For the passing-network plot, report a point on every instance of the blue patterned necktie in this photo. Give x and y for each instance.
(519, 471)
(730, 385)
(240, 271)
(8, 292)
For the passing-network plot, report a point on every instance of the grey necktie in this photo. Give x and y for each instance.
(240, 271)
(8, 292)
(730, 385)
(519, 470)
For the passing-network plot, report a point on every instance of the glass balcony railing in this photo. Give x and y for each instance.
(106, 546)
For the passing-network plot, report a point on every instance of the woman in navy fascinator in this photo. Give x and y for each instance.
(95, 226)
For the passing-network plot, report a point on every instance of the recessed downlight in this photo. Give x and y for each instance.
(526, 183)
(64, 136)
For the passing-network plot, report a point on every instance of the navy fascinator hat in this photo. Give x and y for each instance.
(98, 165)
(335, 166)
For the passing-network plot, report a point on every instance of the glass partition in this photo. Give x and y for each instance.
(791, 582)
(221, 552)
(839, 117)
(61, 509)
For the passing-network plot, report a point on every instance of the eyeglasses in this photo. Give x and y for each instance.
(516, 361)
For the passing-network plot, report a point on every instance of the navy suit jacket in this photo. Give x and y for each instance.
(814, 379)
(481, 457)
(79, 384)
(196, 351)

——

WHAT TO DO:
All of the records above should be copied exactly.

RESULT OF THE EXERCISE:
For the passing-network plot, report a point on every instance of the blue patterned necktie in this photo. Give x and y for each instance.
(519, 471)
(730, 385)
(240, 271)
(8, 292)
For the passing-network plot, report a point on every instance of the grey necktie in this photo. Give x and y for each instance.
(240, 271)
(8, 292)
(730, 385)
(519, 470)
For the passing-network plot, report a point on every instance of the glass balcony railing in this photo. Give x and y for each instance.
(106, 546)
For the passing-network plot, report a point on every instance of the woman in navy fascinator in this photo. Give x and y for each instance.
(95, 226)
For the passing-network plot, report a point on every instance of the recessed downlight in this photo. Give x and y for each instance.
(526, 183)
(64, 136)
For the passing-network plot, report a point on every instance of the navy fascinator hat in this photo. Give x and y for each instance.
(98, 165)
(335, 166)
For the passing-network plot, report a point on every instance of the glass partition in this photo. Give x and y for each instance.
(791, 582)
(221, 552)
(839, 117)
(61, 509)
For the passing-network plot, report a point on every instance of the eyeglasses in this photo. Give x and y for each instance.
(516, 361)
For the passing-network plot, report a point on every instance of the navy suit jacket in this photo. Give x and y for each instance.
(814, 379)
(481, 457)
(79, 384)
(196, 351)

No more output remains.